• WHAT IS BEING ASKED
Rewrite the entries below as one numbered list with each line as its own item, and leave out any blank lines.
— BEGIN SUPPLIED ENTRIES —
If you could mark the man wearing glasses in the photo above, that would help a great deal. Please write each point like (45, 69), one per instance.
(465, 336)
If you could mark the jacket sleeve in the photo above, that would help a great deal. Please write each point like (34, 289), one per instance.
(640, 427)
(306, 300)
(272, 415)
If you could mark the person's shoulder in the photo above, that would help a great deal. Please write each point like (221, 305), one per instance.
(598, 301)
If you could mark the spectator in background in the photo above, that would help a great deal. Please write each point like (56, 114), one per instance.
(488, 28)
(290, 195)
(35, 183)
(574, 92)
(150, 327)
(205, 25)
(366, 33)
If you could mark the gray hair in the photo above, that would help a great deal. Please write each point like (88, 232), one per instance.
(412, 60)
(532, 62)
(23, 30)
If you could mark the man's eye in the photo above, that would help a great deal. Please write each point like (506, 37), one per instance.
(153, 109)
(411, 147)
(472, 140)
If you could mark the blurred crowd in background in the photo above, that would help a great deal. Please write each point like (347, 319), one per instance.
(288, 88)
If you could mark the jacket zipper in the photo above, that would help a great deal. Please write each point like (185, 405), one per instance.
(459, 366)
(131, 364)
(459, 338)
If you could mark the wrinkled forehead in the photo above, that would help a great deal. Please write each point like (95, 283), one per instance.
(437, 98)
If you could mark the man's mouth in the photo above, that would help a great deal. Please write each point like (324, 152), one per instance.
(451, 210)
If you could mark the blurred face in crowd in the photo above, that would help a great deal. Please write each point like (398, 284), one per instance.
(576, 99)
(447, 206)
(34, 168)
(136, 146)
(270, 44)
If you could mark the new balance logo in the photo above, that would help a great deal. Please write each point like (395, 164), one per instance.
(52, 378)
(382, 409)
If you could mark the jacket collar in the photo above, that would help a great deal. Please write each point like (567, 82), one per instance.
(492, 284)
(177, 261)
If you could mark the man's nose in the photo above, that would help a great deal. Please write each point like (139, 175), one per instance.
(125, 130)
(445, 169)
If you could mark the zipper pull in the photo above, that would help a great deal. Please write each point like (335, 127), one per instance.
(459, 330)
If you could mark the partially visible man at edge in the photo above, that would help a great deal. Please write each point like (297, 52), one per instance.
— END SUPPLIED ENTRIES —
• CORRECT RESPONSE
1. If you could mark the man wearing glasses in the photo above, that would help a great deal. Please write each point like (45, 69), one per instance.
2. (465, 336)
3. If you could mark the jacket sleeve in the photo above, that would help a great deal. Please write each point like (34, 289), one per instance.
4. (640, 427)
5. (306, 300)
6. (272, 415)
7. If you could mark the person's shoulder in the photo above, that would help a great deal. Please write each point like (221, 305), one per instance.
8. (598, 301)
9. If you could mark the spectator in background in the photo above, that would help a great deal. Please write each point like (56, 114), one per instance.
10. (488, 28)
11. (290, 195)
12. (35, 183)
13. (574, 92)
14. (150, 327)
15. (205, 25)
16. (366, 33)
17. If you could mark the gray hair in the photo above, that would help a great deal. Please write each point like (88, 232), one per instance.
18. (412, 60)
19. (532, 62)
20. (23, 30)
21. If you could mark the man's eye in the photo above, that would help a great deal. Please write each point like (506, 37), one per instance.
22. (153, 109)
23. (411, 147)
24. (472, 140)
25. If you could mark the blurred crowd in background in the photo above, that would help a great deal. Please write each point like (347, 319), one per instance.
26. (288, 88)
27. If you could mark the jacket zipper in the photo above, that would help a great deal. Please write each point like (185, 405), one per instance.
28. (459, 366)
29. (131, 364)
30. (459, 338)
31. If you could mark the wrinkled forehead in the photo above, that would help a great deal. Please write each point like (95, 283), one per instance.
32. (437, 98)
33. If you could mark the man's mouth in the photo above, that would help a great deal. Please write each point like (324, 152), one per instance.
34. (451, 210)
35. If you could mark the blurred face in crowd in the photo above, that would help a great deal. Please write each point like (398, 284), one per instance.
36. (576, 99)
37. (447, 206)
38. (34, 168)
39. (136, 146)
40. (270, 44)
41. If you could mark the new balance logo in the photo above, that would help a great deal. Please write each point like (395, 164), one per instance.
42. (52, 378)
43. (382, 409)
44. If you could mark the jacket collar in the photo above, that would help a great deal. Please write each point like (567, 82), one per instance.
45. (492, 284)
46. (177, 261)
47. If you could mark the man's nose in the photo above, that would help a great deal. Please write each point like (139, 175), one per instance.
48. (125, 130)
49. (445, 169)
50. If you could mark the zipper pull in the photo above, that would help a great deal. Please write each point like (335, 127), one per instance.
51. (459, 330)
52. If you could mark the partially visible man at edge in the photo above, that would help a great deal. Please write each point like (297, 52), one per instance.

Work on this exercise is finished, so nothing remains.